> **Stated exercise**:
Rewrite the stretch of entries from the line containing "Reviewer note: confirm one keypoint per instance of the sky;" through the end of the entries, replacing every occurrence of "Reviewer note" with "Annotator note" and leaving everything else unchanged. Leave the pictures out of the answer.

> **Exercise data**:
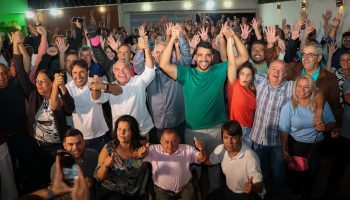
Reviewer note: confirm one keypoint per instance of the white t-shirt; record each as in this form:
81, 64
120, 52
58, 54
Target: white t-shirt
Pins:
238, 169
44, 126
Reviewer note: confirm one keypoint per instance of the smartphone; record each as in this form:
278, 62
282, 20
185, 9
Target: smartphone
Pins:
69, 167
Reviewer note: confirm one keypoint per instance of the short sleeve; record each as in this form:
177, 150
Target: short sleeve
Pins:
253, 168
285, 118
217, 155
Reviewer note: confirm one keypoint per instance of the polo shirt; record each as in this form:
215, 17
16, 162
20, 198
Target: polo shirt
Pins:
171, 172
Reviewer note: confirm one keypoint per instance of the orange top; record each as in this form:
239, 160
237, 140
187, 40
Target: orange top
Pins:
241, 104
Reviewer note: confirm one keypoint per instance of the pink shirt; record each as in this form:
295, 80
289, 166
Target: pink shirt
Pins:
171, 172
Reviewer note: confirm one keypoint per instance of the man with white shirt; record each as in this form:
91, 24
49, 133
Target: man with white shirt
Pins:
88, 116
133, 99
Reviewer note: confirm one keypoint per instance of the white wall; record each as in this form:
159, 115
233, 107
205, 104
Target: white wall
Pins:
290, 11
125, 10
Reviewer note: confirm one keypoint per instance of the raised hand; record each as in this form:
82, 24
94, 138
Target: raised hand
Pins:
96, 83
255, 24
245, 31
41, 30
169, 27
271, 37
203, 33
336, 20
247, 187
326, 16
61, 45
109, 161
198, 144
142, 31
142, 43
112, 43
309, 27
332, 48
52, 51
295, 33
195, 40
59, 80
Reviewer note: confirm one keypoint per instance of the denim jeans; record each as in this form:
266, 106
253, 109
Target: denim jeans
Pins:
271, 157
245, 137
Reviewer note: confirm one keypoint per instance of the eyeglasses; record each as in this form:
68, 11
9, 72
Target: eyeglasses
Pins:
309, 55
40, 82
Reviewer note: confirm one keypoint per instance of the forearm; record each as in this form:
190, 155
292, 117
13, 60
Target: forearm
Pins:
257, 34
148, 56
62, 62
26, 58
243, 55
231, 71
202, 156
95, 94
56, 101
222, 47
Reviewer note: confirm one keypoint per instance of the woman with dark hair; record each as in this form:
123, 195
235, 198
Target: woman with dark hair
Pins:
301, 137
118, 171
241, 100
48, 101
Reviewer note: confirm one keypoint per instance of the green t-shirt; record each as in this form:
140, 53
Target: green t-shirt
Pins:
204, 95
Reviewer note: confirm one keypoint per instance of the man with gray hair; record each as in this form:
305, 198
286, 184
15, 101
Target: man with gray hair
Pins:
133, 99
164, 95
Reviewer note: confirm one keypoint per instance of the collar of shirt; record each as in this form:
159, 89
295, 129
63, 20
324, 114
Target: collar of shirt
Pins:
313, 75
240, 153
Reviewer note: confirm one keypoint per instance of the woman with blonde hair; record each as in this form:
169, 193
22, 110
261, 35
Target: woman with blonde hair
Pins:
301, 137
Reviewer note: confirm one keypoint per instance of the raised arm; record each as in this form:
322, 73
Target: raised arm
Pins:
231, 71
165, 64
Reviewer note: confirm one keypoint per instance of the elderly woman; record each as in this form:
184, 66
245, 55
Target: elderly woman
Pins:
119, 172
300, 136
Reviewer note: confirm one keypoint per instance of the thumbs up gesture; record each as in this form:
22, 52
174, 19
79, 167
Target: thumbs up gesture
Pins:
247, 188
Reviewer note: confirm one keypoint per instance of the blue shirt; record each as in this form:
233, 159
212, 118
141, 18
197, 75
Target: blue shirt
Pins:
299, 123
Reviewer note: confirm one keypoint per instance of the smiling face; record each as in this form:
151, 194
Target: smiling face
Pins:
276, 73
170, 142
75, 145
231, 143
43, 84
204, 58
79, 75
303, 89
257, 53
245, 77
122, 72
310, 58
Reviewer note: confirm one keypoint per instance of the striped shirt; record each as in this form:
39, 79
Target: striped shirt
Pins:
269, 102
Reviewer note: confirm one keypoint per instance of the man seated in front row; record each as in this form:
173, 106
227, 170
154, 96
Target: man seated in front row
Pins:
239, 163
73, 142
171, 166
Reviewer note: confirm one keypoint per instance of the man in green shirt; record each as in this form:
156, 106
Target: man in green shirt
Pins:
203, 88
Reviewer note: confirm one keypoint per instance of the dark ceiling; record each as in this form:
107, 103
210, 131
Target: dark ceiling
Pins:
42, 4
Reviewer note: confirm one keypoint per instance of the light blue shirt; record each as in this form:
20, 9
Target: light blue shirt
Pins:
299, 124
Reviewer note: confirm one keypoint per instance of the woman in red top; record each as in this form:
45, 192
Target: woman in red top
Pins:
241, 100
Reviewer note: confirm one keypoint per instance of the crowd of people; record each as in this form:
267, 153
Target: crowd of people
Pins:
146, 114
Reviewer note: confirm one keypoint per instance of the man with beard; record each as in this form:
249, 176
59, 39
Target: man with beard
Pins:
345, 47
165, 96
257, 56
203, 88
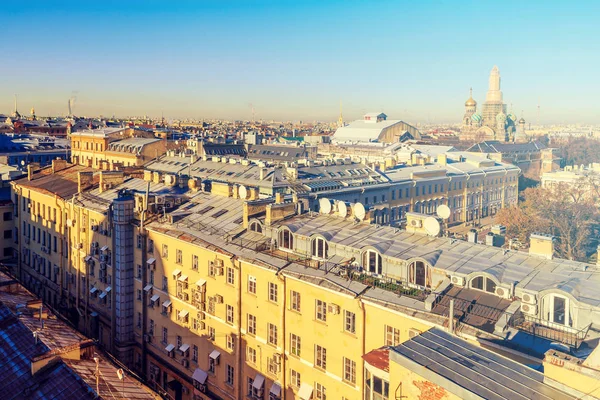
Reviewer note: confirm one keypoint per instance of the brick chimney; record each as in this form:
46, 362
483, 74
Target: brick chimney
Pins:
85, 180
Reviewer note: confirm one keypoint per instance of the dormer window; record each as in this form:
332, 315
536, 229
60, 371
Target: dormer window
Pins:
483, 283
372, 262
286, 239
320, 248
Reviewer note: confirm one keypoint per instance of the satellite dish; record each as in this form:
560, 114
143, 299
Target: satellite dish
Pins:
324, 206
432, 226
443, 211
342, 209
243, 192
359, 211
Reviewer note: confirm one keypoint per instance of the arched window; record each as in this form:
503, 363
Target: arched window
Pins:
483, 283
557, 309
372, 262
320, 248
286, 239
256, 227
418, 274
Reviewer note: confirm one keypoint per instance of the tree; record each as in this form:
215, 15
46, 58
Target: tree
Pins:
567, 211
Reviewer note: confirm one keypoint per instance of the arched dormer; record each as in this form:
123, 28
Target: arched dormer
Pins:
419, 273
372, 262
255, 226
286, 238
319, 247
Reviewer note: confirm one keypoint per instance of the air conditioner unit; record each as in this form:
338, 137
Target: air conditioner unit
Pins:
413, 333
502, 292
529, 298
530, 309
333, 309
458, 280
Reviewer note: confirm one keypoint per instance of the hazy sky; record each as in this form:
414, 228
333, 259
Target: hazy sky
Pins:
415, 60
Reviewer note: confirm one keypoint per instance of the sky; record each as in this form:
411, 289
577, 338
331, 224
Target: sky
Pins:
297, 60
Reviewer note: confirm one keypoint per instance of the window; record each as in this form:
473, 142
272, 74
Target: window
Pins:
295, 344
251, 284
373, 262
251, 324
321, 310
392, 336
165, 335
295, 301
286, 239
320, 357
256, 227
295, 378
349, 370
320, 392
251, 355
483, 283
349, 321
418, 273
230, 375
320, 248
229, 314
273, 292
272, 329
230, 276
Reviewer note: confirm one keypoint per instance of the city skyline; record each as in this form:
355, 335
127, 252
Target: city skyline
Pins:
293, 61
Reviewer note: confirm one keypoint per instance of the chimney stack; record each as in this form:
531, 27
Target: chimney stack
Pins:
541, 245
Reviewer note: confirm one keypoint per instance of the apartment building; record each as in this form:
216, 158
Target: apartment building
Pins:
210, 294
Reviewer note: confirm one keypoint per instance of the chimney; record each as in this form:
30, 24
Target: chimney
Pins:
110, 179
541, 245
58, 165
84, 180
472, 236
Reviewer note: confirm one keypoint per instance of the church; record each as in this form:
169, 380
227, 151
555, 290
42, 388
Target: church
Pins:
492, 122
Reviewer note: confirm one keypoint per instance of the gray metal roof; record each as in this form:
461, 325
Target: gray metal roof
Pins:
469, 371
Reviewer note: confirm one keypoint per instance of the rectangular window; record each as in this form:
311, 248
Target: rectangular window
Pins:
230, 276
320, 357
251, 324
251, 355
349, 321
251, 284
349, 370
230, 374
321, 310
295, 301
320, 392
295, 378
392, 336
295, 344
273, 292
229, 314
272, 329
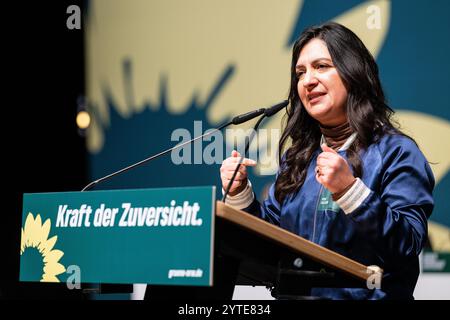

> **Response to the task**:
Annotator note: confirm one keypoint per instance of the sky; record each as in this form:
411, 289
577, 338
331, 224
Target: sky
Pins:
297, 60
Annotator note: confirm one keypoint per instance of the window; record each as in this form:
473, 142
272, 74
Target: window
Pins:
295, 344
251, 284
373, 262
251, 324
321, 310
392, 336
165, 335
295, 301
286, 239
320, 357
256, 227
295, 378
349, 370
320, 392
251, 355
483, 283
349, 321
418, 273
230, 375
320, 248
229, 314
273, 292
272, 329
230, 276
Annotator note: confirm one keypoint per instance of the city skyline; record each as in this form:
355, 335
127, 252
Target: city skyline
Pins:
293, 61
Annotator note: confirm one keypoint per instance of the chimney stack; record each as in this form:
531, 27
Target: chimney stack
Pins:
541, 245
Annotator note: confirm one keypoint per instance of the apartment building; record each as in this form:
216, 158
Target: apartment building
Pins:
210, 294
Annotator note: confirm one keypoint per instance of the chimney; record each as in this form:
30, 24
Target: chimney
Pins:
110, 179
541, 245
58, 165
84, 180
472, 236
Annotator note: confirm one keypoint per instance of the church; record each as in this form:
169, 380
227, 151
555, 290
42, 388
Target: church
Pins:
492, 122
Annotator note: confirm one keypoint per instance of the gray metal roof; record each as in this form:
461, 325
Target: gray metal roof
Pins:
469, 371
Annotator note: confirm one keypoint per instance of the rectangular window; record each as in this form:
311, 248
Target: rectangular window
Pins:
230, 276
320, 357
251, 324
251, 355
349, 321
251, 284
349, 370
230, 374
321, 310
295, 301
320, 392
295, 378
392, 336
295, 344
273, 292
229, 314
272, 329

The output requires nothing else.